- Problem requirements:
Rescale the data between the lines holding "of the floor" and "x=1021 y=191", inclusive, and give nothing beyond them. Repeat every line in that span, multiplying each x and y coordinate in the answers by 1.55 and rounding to the nearest whole number, with halves rounded up.

Items from a dataset

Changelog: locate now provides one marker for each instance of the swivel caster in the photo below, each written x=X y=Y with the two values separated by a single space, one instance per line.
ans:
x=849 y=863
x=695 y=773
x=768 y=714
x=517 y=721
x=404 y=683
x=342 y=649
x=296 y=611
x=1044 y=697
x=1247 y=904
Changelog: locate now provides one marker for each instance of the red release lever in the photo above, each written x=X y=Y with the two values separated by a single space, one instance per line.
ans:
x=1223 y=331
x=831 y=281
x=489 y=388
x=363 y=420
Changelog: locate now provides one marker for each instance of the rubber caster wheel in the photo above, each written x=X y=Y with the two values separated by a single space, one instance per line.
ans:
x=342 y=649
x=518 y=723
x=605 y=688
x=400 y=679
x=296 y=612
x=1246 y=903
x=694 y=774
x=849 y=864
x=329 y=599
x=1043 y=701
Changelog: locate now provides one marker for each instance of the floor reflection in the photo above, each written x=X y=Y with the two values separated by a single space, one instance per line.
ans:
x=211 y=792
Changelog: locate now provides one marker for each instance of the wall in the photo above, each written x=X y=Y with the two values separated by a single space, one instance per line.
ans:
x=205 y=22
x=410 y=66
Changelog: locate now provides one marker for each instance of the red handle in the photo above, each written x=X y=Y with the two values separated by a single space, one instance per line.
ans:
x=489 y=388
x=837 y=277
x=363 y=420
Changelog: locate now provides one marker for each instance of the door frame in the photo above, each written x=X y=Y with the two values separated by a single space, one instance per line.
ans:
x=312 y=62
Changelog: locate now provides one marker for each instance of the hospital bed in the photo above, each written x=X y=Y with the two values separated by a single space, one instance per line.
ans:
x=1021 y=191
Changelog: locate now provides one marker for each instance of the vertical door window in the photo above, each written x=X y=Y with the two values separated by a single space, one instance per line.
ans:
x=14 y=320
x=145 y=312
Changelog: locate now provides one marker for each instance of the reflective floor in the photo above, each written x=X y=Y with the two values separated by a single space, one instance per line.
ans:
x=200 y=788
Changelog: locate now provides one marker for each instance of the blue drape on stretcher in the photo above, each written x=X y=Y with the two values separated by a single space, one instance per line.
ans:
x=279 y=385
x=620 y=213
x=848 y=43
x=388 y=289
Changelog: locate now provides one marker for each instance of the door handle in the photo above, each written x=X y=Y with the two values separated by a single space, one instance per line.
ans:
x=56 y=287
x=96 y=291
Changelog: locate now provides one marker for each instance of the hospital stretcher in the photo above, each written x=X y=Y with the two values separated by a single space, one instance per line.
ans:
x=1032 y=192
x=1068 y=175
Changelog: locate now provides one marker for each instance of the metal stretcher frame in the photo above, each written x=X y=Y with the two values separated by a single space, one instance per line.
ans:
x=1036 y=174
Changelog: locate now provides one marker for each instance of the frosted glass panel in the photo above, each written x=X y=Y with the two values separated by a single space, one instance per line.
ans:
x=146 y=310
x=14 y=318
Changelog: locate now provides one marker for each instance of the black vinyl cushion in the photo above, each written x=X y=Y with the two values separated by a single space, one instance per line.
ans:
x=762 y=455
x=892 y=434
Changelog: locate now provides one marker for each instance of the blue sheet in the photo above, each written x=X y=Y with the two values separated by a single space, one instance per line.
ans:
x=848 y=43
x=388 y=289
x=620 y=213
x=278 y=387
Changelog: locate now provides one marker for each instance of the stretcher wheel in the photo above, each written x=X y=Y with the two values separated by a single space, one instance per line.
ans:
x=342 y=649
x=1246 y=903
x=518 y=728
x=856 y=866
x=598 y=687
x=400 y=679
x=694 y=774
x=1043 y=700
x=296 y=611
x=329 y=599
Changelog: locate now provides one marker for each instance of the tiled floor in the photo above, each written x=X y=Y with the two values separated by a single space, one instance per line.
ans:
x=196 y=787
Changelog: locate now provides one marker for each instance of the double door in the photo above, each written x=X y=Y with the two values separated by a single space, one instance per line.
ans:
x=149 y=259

- Solution for this problem:
Changelog: locate now provides one marker for each instance of the floor reflection in the photo above, each written x=X y=Y with the two values separated by a single space, one instance per line.
ans:
x=327 y=1228
Changelog: locate now provides one marker for each instance of the wall in the photo above, each written x=X y=Y with the two values separated by a single space, one instance per line.
ans:
x=318 y=34
x=636 y=102
Changelog: locate now provides one marker for each instance of the red handle in the photo above, each written x=X y=Y with the two values separated by a single space, one instance per line.
ans:
x=758 y=601
x=1297 y=429
x=563 y=651
Changelog: locate now provides one marker for each instance of the door frame in the photo above, each written x=X y=Y with the two values separated by a single space, one instance per line.
ans:
x=484 y=96
Changelog: locate now provides one marker for each instance of the hospital bed in the photo above, each written x=X y=Y with the two values separated by a single space, one instance per line.
ans:
x=1583 y=296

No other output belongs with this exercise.